__Work task__
In the listing below, count the lines with "foal" and report only the figure.
*** Given records ***
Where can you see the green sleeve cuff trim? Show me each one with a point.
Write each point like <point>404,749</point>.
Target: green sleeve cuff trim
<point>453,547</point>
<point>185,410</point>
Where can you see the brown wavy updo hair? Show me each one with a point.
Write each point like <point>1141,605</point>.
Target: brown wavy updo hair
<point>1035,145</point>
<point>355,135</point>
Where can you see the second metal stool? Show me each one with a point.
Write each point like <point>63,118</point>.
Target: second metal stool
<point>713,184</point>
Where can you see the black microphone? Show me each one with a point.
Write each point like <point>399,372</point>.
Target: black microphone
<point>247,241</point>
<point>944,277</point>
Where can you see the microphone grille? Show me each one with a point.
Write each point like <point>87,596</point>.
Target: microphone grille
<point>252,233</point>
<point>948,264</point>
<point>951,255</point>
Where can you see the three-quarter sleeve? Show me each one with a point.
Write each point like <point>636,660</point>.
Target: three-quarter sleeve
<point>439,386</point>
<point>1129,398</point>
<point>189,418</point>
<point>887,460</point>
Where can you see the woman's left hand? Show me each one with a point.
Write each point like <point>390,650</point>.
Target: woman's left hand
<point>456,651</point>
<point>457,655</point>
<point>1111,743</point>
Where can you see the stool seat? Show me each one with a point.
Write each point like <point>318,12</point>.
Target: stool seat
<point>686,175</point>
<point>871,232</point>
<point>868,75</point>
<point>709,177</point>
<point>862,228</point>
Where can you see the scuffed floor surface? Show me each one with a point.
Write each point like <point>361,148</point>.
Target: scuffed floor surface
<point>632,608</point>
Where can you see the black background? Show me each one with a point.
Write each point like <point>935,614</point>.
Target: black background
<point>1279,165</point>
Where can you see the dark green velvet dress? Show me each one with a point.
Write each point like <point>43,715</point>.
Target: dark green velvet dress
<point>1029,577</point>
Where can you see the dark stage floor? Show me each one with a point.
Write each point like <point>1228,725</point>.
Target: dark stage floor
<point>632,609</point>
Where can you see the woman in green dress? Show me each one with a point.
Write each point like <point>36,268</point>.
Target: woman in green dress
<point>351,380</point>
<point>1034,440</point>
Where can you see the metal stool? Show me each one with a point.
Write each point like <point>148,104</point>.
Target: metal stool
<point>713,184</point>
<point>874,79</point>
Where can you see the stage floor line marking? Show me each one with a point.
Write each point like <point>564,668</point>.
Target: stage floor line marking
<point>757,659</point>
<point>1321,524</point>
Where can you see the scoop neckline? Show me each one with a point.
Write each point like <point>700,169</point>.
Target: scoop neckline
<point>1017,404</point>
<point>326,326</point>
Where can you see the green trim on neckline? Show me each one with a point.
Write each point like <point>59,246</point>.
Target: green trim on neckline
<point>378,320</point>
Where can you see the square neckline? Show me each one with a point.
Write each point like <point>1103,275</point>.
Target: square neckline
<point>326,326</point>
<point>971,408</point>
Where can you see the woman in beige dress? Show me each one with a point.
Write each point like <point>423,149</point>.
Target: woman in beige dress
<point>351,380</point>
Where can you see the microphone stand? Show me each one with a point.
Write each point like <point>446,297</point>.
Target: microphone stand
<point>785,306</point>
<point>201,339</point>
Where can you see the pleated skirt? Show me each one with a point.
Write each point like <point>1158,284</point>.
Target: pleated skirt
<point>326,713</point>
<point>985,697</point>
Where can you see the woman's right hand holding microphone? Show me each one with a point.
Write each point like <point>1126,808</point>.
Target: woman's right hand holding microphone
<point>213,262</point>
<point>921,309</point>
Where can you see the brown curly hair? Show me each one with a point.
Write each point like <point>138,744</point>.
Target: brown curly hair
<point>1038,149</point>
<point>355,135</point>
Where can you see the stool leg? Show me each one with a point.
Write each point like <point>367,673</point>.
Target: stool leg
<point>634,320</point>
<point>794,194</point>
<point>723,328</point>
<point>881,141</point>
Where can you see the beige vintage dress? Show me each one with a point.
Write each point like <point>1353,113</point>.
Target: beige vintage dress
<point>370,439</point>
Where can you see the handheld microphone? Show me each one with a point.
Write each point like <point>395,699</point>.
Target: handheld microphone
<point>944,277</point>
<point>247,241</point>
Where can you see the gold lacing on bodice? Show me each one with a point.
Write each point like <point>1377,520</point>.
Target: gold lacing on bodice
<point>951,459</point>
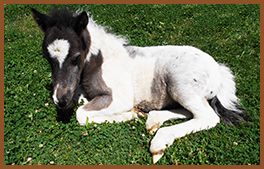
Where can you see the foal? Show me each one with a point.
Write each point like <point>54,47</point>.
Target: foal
*** End of Given records ***
__Written answer__
2